## CONSIGNE 1
D'après le texte sur le contre-féminisme, quels acteurs s'agitent dans la nébuleuse qui forme la troisième catégorie ? Citez-les tous.
## CONSIGNE 2
Dans le texte sur le contre-féminisme, recopiez le passage commençant par « En apparence, la » et se terminant par « militantes objectivement contre-féministes. » en substituant « pays » à « société ».
## CONSIGNE 3
Les affirmations suivantes concordent-elles avec le texte sur le contre-féminisme ? Répondez par oui ou non et citez les mots décisifs du texte.
(a) Sylviane Agacinski nomme « contre-féminisme » la troisième catégorie.
(b) Les violences sexuelles et sexistes reculent grâce aux plans de lutte gouvernementaux.
(c) Les groupes contre-féministes sont souvent majoritaires en nombre.

## PAGE
Le contre-féminisme et ses agents
Le monde serait simple s’il se divisait en deux camps, celui des féministes qui défendent les femmes et celui des antiféministes, qui les méprisent. Il semble pourtant se dégager de nos jours une troisième catégorie qui tient davantage de la nébuleuse – où s’agitent lobbyistes européens, salafistes, néolibéraux et théoriciens du genre – et que Sylviane Agacinski appelle le « contre-féminisme » : des groupes souvent minoritaires en nombre qui nuisent aux femmes, parfois en leur nom, souvent en celui de leurs intérêts et du « progrès ».
En apparence, la cause est entendue : tout le monde ou presque se dit féministe, y compris les hommes. Face à un néoféminisme victimaire, pour lequel tout mâle est un agresseur potentiel, on voit même certains d’entre eux faire profil bas et revendiquer une « déconstruction » de leur coupable virilité. Loin de moi, rassurez-vous, l’idée de nier la permanence et même l’augmentation inquiétante des violences sexuelles et sexistes dans notre société, en dépit des multiples plans de lutte gouvernementaux pour en venir à bout, notamment au moyen de sanctions pénales. Mais quelque chose cloche dans l’apparent consensus féministe. Car à côté des discours et des mesures prises pour mieux protéger les femmes ou promouvoir l’égalité des droits entre hommes et femmes, subsistent ou apparaissent des doctrines et des forces militantes objectivement contre-féministes.

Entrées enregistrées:

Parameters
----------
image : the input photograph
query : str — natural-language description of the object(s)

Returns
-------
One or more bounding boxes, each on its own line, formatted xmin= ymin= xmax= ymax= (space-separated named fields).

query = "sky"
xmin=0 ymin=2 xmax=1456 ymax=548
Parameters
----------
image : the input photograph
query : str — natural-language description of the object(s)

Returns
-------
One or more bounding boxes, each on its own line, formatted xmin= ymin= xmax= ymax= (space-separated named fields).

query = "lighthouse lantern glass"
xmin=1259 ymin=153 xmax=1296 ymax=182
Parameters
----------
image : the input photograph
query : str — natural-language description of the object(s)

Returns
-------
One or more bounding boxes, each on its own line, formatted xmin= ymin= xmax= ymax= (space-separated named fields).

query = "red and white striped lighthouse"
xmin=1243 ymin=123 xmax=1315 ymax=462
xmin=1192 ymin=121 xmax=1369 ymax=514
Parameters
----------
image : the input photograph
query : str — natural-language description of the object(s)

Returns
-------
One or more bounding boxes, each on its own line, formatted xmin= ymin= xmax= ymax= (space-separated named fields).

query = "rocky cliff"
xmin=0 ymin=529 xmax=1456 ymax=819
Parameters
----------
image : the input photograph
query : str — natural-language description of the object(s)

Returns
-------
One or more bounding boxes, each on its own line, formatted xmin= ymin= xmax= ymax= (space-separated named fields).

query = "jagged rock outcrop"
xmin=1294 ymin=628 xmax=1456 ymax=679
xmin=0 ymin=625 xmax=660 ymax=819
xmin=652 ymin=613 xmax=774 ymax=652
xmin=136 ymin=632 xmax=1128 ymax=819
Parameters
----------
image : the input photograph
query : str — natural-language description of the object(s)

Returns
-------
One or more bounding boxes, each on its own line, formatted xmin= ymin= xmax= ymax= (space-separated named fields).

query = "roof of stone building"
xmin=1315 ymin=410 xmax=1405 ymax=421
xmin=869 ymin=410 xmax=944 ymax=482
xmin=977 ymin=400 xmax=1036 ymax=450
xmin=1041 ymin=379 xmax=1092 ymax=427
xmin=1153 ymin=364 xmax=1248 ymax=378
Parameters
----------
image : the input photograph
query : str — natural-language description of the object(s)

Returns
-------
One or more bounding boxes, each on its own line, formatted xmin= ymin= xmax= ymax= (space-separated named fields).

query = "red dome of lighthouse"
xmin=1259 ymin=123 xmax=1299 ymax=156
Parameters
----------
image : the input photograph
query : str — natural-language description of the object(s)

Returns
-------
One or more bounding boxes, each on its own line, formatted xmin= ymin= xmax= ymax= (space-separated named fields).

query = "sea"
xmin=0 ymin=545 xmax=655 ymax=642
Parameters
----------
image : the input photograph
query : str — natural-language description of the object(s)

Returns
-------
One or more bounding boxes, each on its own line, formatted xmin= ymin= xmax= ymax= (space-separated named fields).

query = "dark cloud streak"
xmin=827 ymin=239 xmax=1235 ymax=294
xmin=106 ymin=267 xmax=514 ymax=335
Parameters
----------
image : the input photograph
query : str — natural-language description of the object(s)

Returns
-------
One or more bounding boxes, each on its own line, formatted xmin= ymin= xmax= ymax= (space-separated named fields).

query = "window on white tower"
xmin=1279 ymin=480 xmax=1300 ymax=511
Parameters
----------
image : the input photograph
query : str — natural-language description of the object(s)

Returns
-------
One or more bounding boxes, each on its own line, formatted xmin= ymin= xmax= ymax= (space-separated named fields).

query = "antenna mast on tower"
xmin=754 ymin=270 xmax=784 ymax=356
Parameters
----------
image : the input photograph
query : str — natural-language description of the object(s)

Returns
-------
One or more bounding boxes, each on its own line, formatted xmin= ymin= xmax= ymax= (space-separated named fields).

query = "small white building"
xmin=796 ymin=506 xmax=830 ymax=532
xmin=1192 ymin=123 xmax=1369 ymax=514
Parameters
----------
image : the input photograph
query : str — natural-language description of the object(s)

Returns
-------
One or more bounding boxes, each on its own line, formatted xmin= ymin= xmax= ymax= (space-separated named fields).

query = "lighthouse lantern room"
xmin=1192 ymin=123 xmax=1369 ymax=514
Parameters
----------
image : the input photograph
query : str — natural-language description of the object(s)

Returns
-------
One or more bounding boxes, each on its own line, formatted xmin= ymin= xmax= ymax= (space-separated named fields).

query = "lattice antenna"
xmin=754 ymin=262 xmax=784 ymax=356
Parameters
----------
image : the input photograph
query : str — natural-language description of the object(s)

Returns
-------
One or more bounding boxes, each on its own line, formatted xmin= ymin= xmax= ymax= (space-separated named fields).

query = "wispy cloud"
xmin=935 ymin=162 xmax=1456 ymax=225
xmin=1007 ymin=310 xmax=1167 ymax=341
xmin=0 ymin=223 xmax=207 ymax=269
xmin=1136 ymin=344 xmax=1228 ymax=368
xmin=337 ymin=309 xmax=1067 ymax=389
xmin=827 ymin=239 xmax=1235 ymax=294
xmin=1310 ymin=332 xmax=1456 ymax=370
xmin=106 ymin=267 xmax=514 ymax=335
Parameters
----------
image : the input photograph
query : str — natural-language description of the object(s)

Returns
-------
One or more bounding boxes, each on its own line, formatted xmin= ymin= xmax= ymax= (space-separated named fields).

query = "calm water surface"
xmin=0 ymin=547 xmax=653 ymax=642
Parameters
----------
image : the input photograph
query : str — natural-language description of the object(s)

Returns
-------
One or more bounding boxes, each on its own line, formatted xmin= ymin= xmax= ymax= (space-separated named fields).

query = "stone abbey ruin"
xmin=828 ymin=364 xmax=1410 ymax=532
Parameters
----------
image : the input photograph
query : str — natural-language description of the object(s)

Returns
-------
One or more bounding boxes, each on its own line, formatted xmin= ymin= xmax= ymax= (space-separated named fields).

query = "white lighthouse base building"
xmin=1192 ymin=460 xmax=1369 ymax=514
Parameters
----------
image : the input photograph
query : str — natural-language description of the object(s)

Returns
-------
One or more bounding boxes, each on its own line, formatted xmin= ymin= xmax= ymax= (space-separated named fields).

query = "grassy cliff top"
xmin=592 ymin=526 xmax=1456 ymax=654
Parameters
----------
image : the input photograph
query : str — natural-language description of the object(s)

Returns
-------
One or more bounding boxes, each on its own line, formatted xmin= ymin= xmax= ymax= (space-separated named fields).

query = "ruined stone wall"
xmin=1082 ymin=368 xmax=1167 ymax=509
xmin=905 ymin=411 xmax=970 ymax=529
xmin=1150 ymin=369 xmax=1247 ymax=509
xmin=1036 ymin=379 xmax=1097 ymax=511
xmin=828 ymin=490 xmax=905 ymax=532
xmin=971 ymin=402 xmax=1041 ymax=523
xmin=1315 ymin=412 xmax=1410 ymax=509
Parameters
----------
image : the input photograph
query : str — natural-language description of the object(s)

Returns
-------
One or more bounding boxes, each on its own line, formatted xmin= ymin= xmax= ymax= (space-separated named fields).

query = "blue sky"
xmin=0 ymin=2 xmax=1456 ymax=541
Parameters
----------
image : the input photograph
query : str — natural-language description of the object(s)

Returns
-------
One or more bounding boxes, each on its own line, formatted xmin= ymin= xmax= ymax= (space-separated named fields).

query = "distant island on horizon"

## RÉPONSE ATTENDUE 1
lobbyistes européens, salafistes, néolibéraux, théoriciens du genre

## RÉPONSE ATTENDUE 2
En apparence, la cause est entendue : tout le monde ou presque se dit féministe, y compris les hommes. Face à un néoféminisme victimaire, pour lequel tout mâle est un agresseur potentiel, on voit même certains d’entre eux faire profil bas et revendiquer une « déconstruction » de leur coupable virilité. Loin de moi, rassurez-vous, l’idée de nier la permanence et même l’augmentation inquiétante des violences sexuelles et sexistes dans notre pays, en dépit des multiples plans de lutte gouvernementaux pour en venir à bout, notamment au moyen de sanctions pénales. Mais quelque chose cloche dans l’apparent consensus féministe. Car à côté des discours et des mesures prises pour mieux protéger les femmes ou promouvoir l’égalité des droits entre hommes et femmes, subsistent ou apparaissent des doctrines et des forces militantes objectivement contre-féministes.

## RÉPONSE ATTENDUE 3
(a) Oui : « que Sylviane Agacinski appelle le « contre-féminisme » »
(b) Non : « l’augmentation inquiétante des violences sexuelles et sexistes dans notre société, en dépit des multiples plans de lutte gouvernementaux »
(c) Non : « des groupes souvent minoritaires en nombre »